[WHAT YOU HAVE TO DO] Please edit the data below by changing "rusty metal pole" to "corroded steel post" and keeping everything else the same. Leave the pictures out of your answer.

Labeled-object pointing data
----------
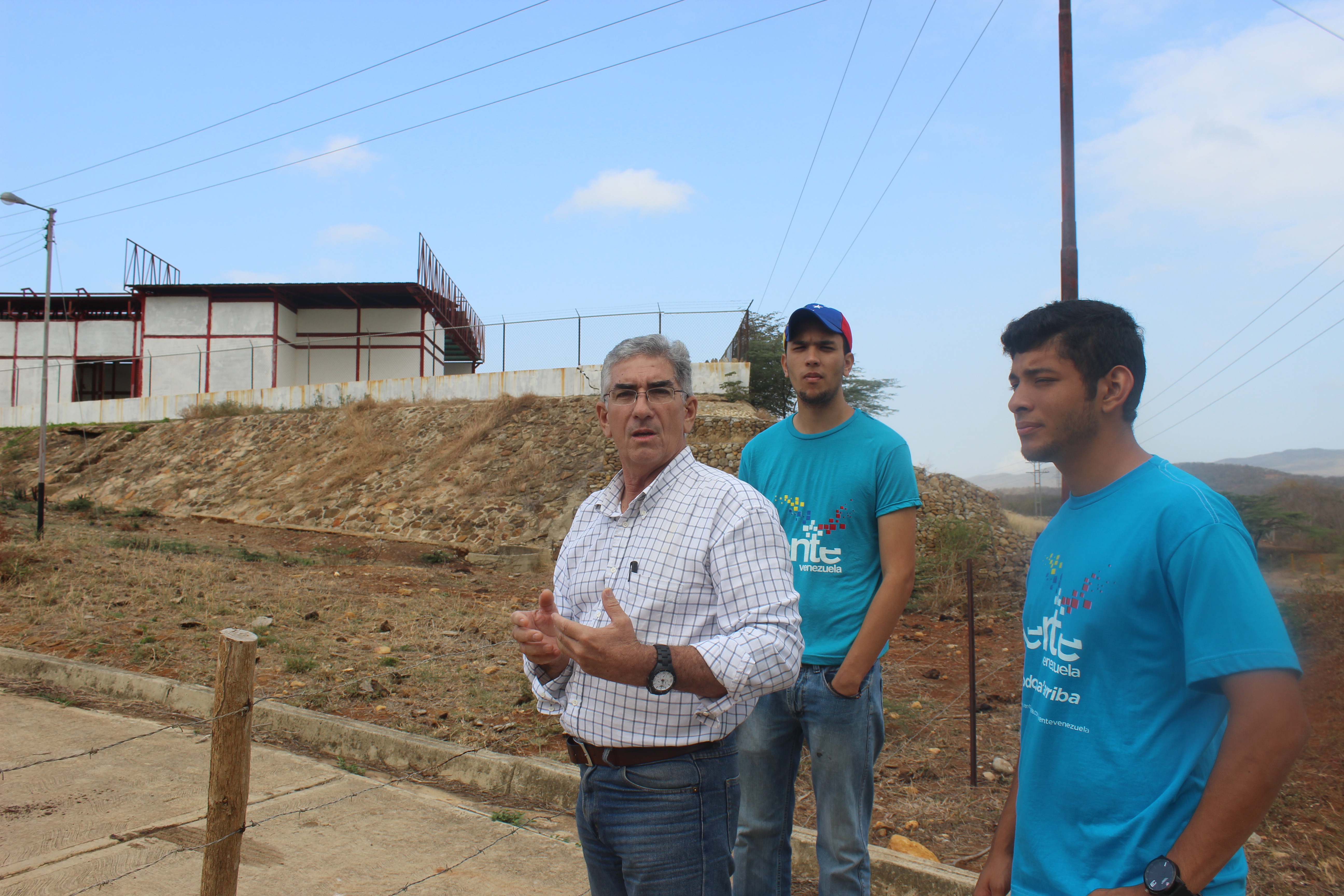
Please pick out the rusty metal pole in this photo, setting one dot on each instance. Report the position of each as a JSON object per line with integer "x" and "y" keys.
{"x": 971, "y": 661}
{"x": 230, "y": 762}
{"x": 1069, "y": 248}
{"x": 1069, "y": 225}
----------
[TASK RESULT]
Please pick out the corroded steel post in this photo, setting one dot on each instance. Report the position of each as a JSON object per line with integer "x" and "y" keys.
{"x": 971, "y": 661}
{"x": 230, "y": 762}
{"x": 1069, "y": 248}
{"x": 1069, "y": 225}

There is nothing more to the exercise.